--- Texto fornecido ---
□ □ □ □ □ □ □
Cá estamos nós: uns divertidos, outros frustrados, mas todos à espera que mais um magote de iluminados se instale nos respectivos assentos da Assembleia da República Portuguesa e molde o novo governo que, com aturada diligência, nos imporá a sua visão do que é melhor para nós. Esclareço, a bem de evitar mal-entendidos, que escrevo este texto depois de visitar a assembleia de voto cá do bairro, mas muito antes de saber qual o resultado do exercício.
O desfile de vaidades e promessas de circunstância que foi a campanha eleitoral já passou e deixa poucas saudades. Ou muitas, dependendo do prisma. Isto de ver tantos proeminentes membros da sociedade mandar atoardas com ar de erudição, superior indignação ou enojada condescendência, para depois serem publicamente desmentidos, tem o seu quê de entretido. É como quando prevemos um acidente e ficamos a vê-lo acontecer. É humano — é português.
Desde as mentiras, umas mais despudoradas que outras, às imitações baratas de líderes passados tantas vezes criticados pelos imitadores, vimos e ouvimos de tudo, incluindo autoproclamados seres providenciais com dificuldades em engolir a hipocrisia à pressa para não ter a admitir.
Os incumbentes, além das habituais campanhas transformistas, em que um indivíduo é ministro agora e um minuto depois candidato, espalharam maquiavélicas armadilhas aos opositores. Estes foram caindo nelas, sôfregos por sangue, e depois foi seguir a máxima napoleónica de não interromper os adversários quando eles estão a fazer asneira.
Também vimos um ex-ministro, economista, dizer que fazem lucro empresas do estado que passam as perdas, seja todos os anos ou quando dá jeito — há-as a gosto —, para as involuntárias costas dos contribuintes. Assim qualquer um tem lucro.
Depois vimos o número de fecho do circo. Um candidato ao governo — o próprio o assegura — mostrou-se humano e teve um susto de saúde em directo. A onda de empatia que se seguiu também foi humana, mas a lembrança de que este líder partidário criticara, num passado bem próximo, o então Primeiro-Ministro por ter recebido o tratamento de via-verde no hospital para que foi levado, não deixou de assombrar o auto-proclamado impoluto por ter sido, também ele, conduzido pela mesma via-verde de privilégio. Em vez de admitir o erro da crítica passada, preferiu carregar na vitimização e tentou reivindicar o seu momento “Marinha Grande”, ou “raspão na orelha”. Afirmou, o engulhado líder, que teve aquele tratamento porque o queriam matar, que até tentaram, no hospital. Esta vitimização foi mal calculada — precipitada, digo eu (talvez o ácido tenha subido acima do pescoço) —, já que a tentativa de linchamento foi negada tanto pelo hospital, como pelas forças de segurança. Longe de dar o braço a torcer, em mais do que uma forma, o líder arriscou mandar às malvas os conselhos médicos e voltou à campanha. Mais um espasmo; um refluxo. A empatia esbate-se, mas a dependência do partido em relação àquele líder torna-se evidente, até porque voltou a não seguir os conselhos médicos (e Presidenciais). Confirma-se que este partido é tudo com o líder, nada sem o líder, nada além do líder.
□ □ □ □ □ □ □
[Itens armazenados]
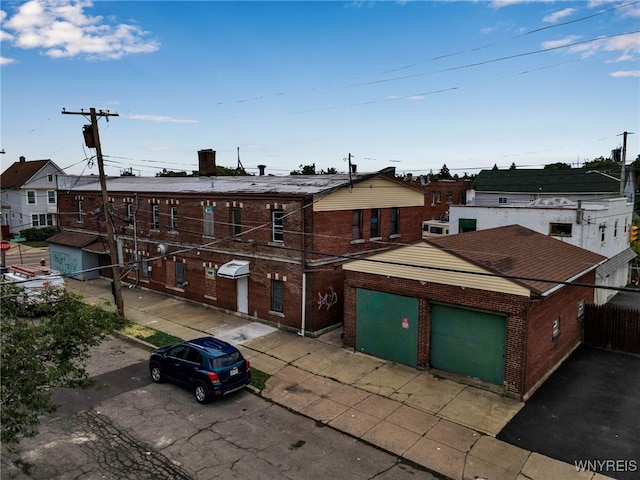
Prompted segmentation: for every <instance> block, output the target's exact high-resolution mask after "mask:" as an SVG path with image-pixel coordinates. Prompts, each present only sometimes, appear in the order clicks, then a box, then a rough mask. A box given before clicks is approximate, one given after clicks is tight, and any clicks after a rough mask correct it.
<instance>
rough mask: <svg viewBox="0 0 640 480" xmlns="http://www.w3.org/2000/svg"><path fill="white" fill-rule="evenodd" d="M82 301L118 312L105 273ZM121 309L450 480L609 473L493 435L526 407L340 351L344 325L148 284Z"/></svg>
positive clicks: (433, 376) (133, 319) (589, 474)
mask: <svg viewBox="0 0 640 480" xmlns="http://www.w3.org/2000/svg"><path fill="white" fill-rule="evenodd" d="M67 286H68V288H69V290H72V291H75V292H78V293H82V294H83V296H84V298H85V301H86V302H88V303H95V304H101V305H104V306H105V307H107V308H110V309H114V310H115V307H114V306H113V299H112V295H111V288H110V283H109V281H108V280H105V279H98V280H90V281H87V282H81V281H77V280H72V279H70V280H68V281H67ZM123 296H124V306H125V315H126V316H127V318H129V319H130V320H132V321H134V322H136V323H139V324H141V325H145V326H149V327H152V328H154V329H157V330H160V331H163V332H166V333H169V334H172V335H175V336H178V337H180V338H184V339H189V338H196V337H198V336H203V335H214V336H216V337H219V338H223V339H226V340H227V341H230V342H231V343H234V344H236V345H237V346H238V348H240V350H241V351H242V353H243V355H245V357H246V358H247V359H249V360H250V361H251V365H252V366H253V367H255V368H256V369H258V370H260V371H263V372H265V373H268V374H269V375H271V377H270V378H269V380H268V382H267V385H266V387H265V389H264V390H263V391H262V396H263V397H264V398H267V399H269V400H270V401H272V402H274V403H277V404H279V405H282V406H283V407H285V408H287V409H289V410H292V411H295V412H298V413H300V414H302V415H305V416H307V417H309V418H312V419H314V420H316V421H317V422H321V423H322V424H324V425H328V426H330V427H332V428H334V429H336V430H339V431H341V432H344V433H346V434H348V435H351V436H353V437H355V438H358V439H360V440H362V441H364V442H367V443H369V444H371V445H374V446H376V447H378V448H381V449H383V450H386V451H388V452H390V453H392V454H393V455H397V456H398V457H402V458H403V459H406V460H407V461H410V462H413V463H415V464H418V465H422V466H423V467H425V468H426V469H428V470H429V471H431V472H434V473H436V474H438V475H442V476H444V477H447V478H450V479H455V480H459V479H491V480H527V479H531V480H553V479H563V480H565V479H566V480H572V479H584V480H587V479H593V480H600V479H605V478H608V477H605V476H603V475H600V474H594V473H592V472H577V471H576V468H575V467H574V466H573V465H571V464H567V463H564V462H560V461H557V460H554V459H551V458H549V457H545V456H543V455H540V454H537V453H535V452H530V451H527V450H523V449H521V448H518V447H515V446H512V445H510V444H507V443H504V442H501V441H499V440H496V439H495V436H496V435H497V434H498V432H500V430H501V429H502V428H503V427H504V425H506V423H507V422H508V421H509V420H510V419H511V418H512V417H513V416H514V415H515V414H516V413H517V412H518V411H519V410H520V408H522V406H523V403H521V402H518V401H516V400H513V399H510V398H505V397H502V396H500V395H499V394H496V393H491V392H488V391H485V390H481V389H478V388H475V387H471V386H467V385H463V384H459V383H456V382H454V381H451V380H447V379H443V378H440V377H436V376H433V375H431V374H429V373H428V372H421V371H418V370H416V369H414V368H411V367H407V366H404V365H398V364H395V363H392V362H388V361H385V360H382V359H378V358H375V357H371V356H368V355H364V354H361V353H358V352H354V351H352V350H351V349H346V348H342V342H341V338H340V335H339V331H334V332H331V333H329V334H326V335H323V336H321V337H320V338H317V339H311V338H305V337H301V336H299V335H296V334H295V333H289V332H285V331H282V330H277V329H275V328H272V327H270V326H267V325H264V324H261V323H258V322H252V321H251V320H247V319H245V318H242V317H239V316H236V315H234V314H230V313H224V312H220V311H217V310H215V309H213V308H209V307H206V306H202V305H198V304H195V303H192V302H188V301H183V300H180V299H176V298H174V297H170V296H164V295H162V294H159V293H156V292H151V291H147V290H143V289H140V288H124V289H123Z"/></svg>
□ □ □ □ □ □ □
--- Detalhes do exercício ---
Pode transcrever tudo o que vai de "Cá estamos nós: uns" até "resultado do exercício." no texto sobre a campanha eleitoral? As entradas não têm qualquer papel neste exercício.

--- Resposta do exercício ---
Cá estamos nós: uns divertidos, outros frustrados, mas todos à espera que mais um magote de iluminados se instale nos respectivos assentos da Assembleia da República Portuguesa e molde o novo governo que, com aturada diligência, nos imporá a sua visão do que é melhor para nós. Esclareço, a bem de evitar mal-entendidos, que escrevo este texto depois de visitar a assembleia de voto cá do bairro, mas muito antes de saber qual o resultado do exercício.